[Dataset excerpts on pointing at objects]
☆ ☆ ☆ ☆ ☆

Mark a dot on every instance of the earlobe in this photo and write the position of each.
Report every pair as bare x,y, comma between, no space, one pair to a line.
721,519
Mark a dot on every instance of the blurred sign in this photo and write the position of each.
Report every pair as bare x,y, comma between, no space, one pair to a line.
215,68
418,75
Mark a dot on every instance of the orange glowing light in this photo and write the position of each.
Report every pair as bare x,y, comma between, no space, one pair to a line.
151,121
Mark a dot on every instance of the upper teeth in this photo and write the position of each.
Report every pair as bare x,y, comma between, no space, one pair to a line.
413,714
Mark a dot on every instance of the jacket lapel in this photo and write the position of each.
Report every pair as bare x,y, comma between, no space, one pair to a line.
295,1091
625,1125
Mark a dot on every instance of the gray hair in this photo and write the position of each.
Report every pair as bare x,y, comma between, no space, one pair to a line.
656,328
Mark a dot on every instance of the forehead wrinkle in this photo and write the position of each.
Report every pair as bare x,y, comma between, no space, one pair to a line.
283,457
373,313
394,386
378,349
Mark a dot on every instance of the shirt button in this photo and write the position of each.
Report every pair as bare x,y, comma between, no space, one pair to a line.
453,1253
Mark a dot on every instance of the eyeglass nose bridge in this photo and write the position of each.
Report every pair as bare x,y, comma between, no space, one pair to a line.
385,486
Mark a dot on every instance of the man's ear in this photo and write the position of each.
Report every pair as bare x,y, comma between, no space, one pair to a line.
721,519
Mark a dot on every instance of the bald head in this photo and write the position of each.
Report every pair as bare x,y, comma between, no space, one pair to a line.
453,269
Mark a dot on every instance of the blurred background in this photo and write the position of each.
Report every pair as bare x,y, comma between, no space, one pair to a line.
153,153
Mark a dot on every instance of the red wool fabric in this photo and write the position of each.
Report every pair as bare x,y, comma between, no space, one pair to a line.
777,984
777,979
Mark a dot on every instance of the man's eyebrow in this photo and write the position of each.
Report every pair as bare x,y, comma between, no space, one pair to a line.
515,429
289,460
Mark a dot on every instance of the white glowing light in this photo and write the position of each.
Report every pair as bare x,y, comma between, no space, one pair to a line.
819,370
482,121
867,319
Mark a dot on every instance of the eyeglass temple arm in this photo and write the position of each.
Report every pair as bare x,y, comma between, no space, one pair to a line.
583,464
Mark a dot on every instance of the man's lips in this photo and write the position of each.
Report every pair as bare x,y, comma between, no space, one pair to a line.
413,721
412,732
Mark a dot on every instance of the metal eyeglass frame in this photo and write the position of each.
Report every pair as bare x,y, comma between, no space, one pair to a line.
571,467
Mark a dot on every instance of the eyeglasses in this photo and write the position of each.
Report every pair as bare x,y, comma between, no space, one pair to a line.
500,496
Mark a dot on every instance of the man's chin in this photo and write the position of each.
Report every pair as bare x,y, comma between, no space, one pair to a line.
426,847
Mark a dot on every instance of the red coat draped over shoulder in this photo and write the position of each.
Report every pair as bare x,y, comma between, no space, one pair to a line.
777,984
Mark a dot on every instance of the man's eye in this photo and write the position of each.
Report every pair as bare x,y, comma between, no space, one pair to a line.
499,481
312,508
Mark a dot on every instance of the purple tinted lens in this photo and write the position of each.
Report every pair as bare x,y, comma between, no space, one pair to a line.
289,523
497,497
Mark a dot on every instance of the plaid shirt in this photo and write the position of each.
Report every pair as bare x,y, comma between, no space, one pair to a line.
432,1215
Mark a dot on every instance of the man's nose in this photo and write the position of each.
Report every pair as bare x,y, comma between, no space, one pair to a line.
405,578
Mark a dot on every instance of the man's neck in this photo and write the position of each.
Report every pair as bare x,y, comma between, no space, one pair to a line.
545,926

☆ ☆ ☆ ☆ ☆

▶ **EXERCISE DIRECTIONS**:
Output all of the material above as a JSON list of strings, with one string per line and any blank lines left out.

▶ **ANSWER BELOW**:
[
  "Mark a dot on every instance of the earlobe in this photo and write the position of each.",
  "Report every pair as bare x,y, comma between, no space, one pair to a line.",
  "721,519",
  "Mark a dot on every instance of the blurred sign in this photo and write the position of each.",
  "Report every pair as bare x,y, comma between, no space, one pair to a line.",
  "215,68",
  "418,75",
  "Mark a dot on every instance of the orange glowing light in this photo and write the position of each.",
  "Report every pair as bare x,y, comma between, no space, one pair to a line.",
  "151,121",
  "Mark a dot on every instance of the upper teeth in this photo and write the position of each.",
  "Report every pair as bare x,y, comma between, no space, one pair to a line.",
  "413,714",
  "Mark a dot on every instance of the jacket lapel in this photo and write the position of each.",
  "Report every pair as bare x,y, comma between, no space, one pair to a line.",
  "295,1091",
  "625,1125",
  "Mark a dot on every instance of the gray hair in this photo and write the position of each.",
  "Report every pair as bare x,y, comma between, no space, one pair to a line.",
  "656,328",
  "Mark a dot on every instance of the forehead wrinkle in this photo and write the position of each.",
  "Report every pair as bare x,y, comma between, no space, one pair to a line.",
  "283,457",
  "373,313",
  "394,386",
  "378,349",
  "Mark a dot on every instance of the shirt button in this photo and write the position of each.",
  "Report every pair as bare x,y, comma between, no space, one pair to a line.",
  "453,1253",
  "Mark a dot on every instance of the eyeglass nose bridge in this photo and write the position of each.",
  "Report every pair as bare x,y, comma between, no space, one pair to a line.",
  "385,486",
  "Mark a dot on every instance of the man's ear in this photo and write the position of each.",
  "Report every pair as bare x,y, comma between, no space, one pair to a line.",
  "721,519",
  "Mark a dot on every instance of the bald head in this photo and write the position of each.",
  "Report every pair as bare x,y, comma between, no space, one pair to a line.",
  "453,269",
  "Mark a dot on every instance of the blurred background in this photo and write the position of each.",
  "Report every pair as bare x,y, comma between, no space, one pair to a line.",
  "153,153",
  "Mark a dot on every instance of the red wool fabric in this photo and write the position of each.",
  "Report every pair as bare x,y, comma between, no space, one pair to a line.",
  "777,984",
  "777,979",
  "Mark a dot on every instance of the man's eyebrow in this photo and write the position of each.",
  "Report every pair as bare x,y, comma between, no space, one pair to a line.",
  "515,429",
  "289,460",
  "Mark a dot on every instance of the white glowing light in this photo and write the position of each.",
  "Report every pair as bare x,y, comma between, no space, one pair to a line.",
  "819,370",
  "482,121",
  "867,319",
  "Mark a dot on every instance of the eyeglass temple arm in this photo and write the position of each.",
  "Report every pair as bare x,y, comma between, no space, one pair to a line.",
  "583,464",
  "Mark a dot on every instance of the man's lips in this photo and write the position of each.",
  "Report every pair as bare x,y, comma between, no space, one pair to a line.",
  "413,721",
  "412,732",
  "Mark a dot on every instance of the metal eyeglass frame in this photo and write the position of each.",
  "Report every pair as bare x,y, comma between, no space, one pair to a line.",
  "571,467",
  "Mark a dot on every instance of the eyeglasses in this photo and write the position of each.",
  "Report every pair as bare x,y, comma between, no space, one pair to a line.",
  "500,496",
  "Mark a dot on every instance of the man's chin in this photo and write the position of each.",
  "Report every pair as bare x,y, comma between, no space, one pair to a line.",
  "426,847",
  "Mark a dot on every instance of the red coat draped over shoulder in this photo and write the position of each.",
  "Report every pair as bare x,y, comma between, no space, one pair to a line.",
  "777,984",
  "Mark a dot on every instance of the man's eye in this photo and write the position of each.",
  "Report every pair as bare x,y, comma between, no space, one pair to a line.",
  "499,481",
  "312,508",
  "Mark a dot on every instance of the purple tinted lens in this photo and write the position of each.",
  "Report every pair as bare x,y, comma between, no space, one pair to a line.",
  "289,523",
  "497,497",
  "Mark a dot on every instance of the plaid shirt in this photo and write the position of each.",
  "Report every pair as bare x,y, comma between, no space, one pair to a line.",
  "432,1215",
  "Mark a dot on every instance of the man's nose in this photo and write the position of each.",
  "Report every pair as bare x,y, comma between, no space, one pair to a line.",
  "405,578",
  "Mark a dot on every instance of the man's neck in this photo and write the position of each.",
  "Report every pair as bare x,y, comma between, no space, one pair to a line.",
  "545,926"
]